What is the number of lines in these entries that include "below"? Write that number and no other text.

== Dataset excerpts

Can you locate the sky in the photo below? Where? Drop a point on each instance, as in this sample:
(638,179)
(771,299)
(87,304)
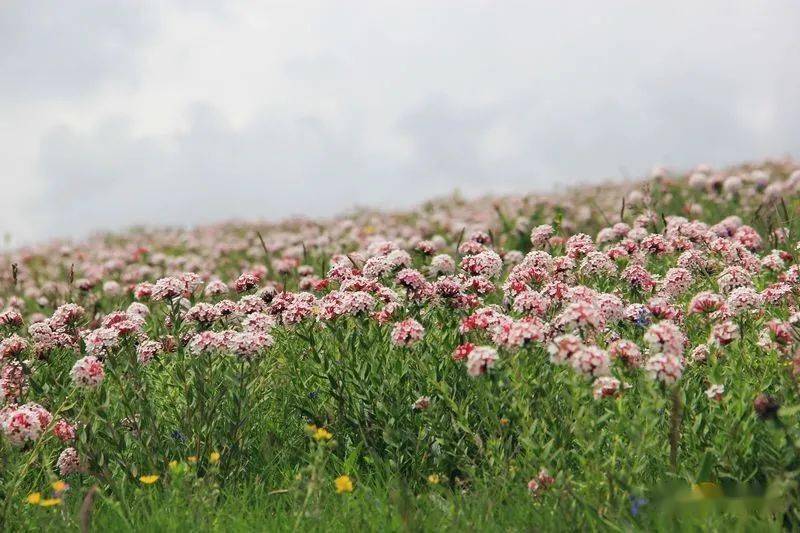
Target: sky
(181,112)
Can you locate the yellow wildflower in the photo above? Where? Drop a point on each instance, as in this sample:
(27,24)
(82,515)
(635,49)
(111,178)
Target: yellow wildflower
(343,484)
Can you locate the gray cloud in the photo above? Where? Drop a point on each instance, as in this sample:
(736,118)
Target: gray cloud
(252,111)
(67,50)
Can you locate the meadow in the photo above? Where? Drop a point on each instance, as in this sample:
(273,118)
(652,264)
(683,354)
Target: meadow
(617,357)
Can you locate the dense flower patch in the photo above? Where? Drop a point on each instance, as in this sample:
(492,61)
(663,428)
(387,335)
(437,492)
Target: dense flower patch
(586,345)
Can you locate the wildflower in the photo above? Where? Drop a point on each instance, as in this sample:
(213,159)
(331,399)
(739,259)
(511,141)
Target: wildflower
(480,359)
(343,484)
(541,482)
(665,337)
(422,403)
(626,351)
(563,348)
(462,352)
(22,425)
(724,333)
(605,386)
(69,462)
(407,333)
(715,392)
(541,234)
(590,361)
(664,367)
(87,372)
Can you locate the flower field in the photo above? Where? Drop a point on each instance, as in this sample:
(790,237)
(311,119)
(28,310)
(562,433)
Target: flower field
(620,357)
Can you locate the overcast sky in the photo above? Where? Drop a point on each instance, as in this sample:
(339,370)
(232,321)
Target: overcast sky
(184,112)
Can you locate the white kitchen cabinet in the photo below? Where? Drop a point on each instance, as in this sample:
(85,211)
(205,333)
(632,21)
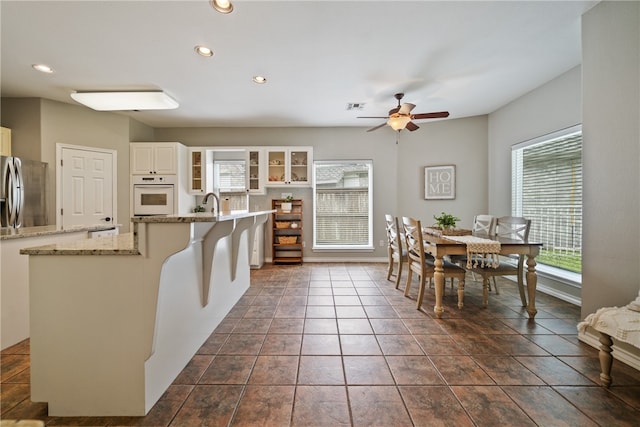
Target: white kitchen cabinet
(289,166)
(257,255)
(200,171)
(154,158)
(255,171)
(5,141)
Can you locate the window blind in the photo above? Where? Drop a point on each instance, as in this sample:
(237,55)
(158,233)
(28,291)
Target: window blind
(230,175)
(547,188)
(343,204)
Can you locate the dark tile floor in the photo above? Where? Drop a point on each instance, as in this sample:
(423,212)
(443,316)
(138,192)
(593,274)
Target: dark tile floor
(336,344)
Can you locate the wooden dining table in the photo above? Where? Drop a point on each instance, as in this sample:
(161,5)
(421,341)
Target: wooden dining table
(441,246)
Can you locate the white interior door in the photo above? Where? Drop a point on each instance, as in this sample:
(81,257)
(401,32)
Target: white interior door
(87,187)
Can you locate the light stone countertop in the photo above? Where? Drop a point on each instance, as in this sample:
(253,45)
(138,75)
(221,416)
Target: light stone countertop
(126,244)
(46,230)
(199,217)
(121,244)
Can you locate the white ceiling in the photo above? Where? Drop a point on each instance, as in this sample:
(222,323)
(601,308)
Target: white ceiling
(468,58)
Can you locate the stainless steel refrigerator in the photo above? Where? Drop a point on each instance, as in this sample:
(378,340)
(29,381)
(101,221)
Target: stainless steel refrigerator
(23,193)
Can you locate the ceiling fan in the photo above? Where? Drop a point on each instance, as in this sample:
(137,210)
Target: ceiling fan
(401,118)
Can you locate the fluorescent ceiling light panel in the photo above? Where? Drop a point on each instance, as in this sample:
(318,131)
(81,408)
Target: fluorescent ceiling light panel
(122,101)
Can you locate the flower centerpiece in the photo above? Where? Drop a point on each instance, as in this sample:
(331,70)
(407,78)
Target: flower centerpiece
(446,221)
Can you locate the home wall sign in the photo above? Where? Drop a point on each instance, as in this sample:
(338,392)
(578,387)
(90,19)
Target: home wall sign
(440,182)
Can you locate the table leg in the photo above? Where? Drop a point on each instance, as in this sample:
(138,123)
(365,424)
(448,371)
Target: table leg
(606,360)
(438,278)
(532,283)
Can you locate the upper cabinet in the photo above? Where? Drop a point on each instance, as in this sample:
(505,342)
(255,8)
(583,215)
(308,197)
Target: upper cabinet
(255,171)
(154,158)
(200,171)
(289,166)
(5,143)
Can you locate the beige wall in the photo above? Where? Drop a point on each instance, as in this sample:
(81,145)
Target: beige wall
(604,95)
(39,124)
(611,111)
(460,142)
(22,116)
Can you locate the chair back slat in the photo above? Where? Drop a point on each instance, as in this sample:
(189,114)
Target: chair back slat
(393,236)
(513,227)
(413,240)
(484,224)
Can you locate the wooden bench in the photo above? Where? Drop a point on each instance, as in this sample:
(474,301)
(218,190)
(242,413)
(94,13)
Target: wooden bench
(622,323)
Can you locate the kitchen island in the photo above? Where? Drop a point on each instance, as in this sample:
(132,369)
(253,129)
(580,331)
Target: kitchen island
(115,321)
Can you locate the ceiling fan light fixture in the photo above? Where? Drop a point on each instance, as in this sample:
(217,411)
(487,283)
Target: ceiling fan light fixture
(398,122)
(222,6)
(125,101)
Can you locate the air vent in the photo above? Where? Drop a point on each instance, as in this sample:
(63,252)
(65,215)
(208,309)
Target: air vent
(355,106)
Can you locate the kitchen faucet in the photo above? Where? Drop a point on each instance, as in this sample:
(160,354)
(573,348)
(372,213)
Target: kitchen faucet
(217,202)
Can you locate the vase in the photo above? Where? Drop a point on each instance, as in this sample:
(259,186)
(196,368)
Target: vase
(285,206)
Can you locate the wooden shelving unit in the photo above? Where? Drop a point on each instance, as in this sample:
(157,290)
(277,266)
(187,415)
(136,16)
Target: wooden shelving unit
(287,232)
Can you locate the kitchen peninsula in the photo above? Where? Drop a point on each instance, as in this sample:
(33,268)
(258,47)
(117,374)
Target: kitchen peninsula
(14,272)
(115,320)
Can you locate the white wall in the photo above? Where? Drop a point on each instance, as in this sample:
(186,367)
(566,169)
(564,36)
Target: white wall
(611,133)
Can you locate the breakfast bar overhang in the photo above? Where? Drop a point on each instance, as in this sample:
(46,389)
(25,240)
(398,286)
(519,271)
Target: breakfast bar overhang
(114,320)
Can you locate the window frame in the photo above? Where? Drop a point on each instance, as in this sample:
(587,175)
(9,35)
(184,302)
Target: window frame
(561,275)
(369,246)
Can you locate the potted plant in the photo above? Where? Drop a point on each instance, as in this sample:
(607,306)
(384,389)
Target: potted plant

====

> _Response to this exercise_
2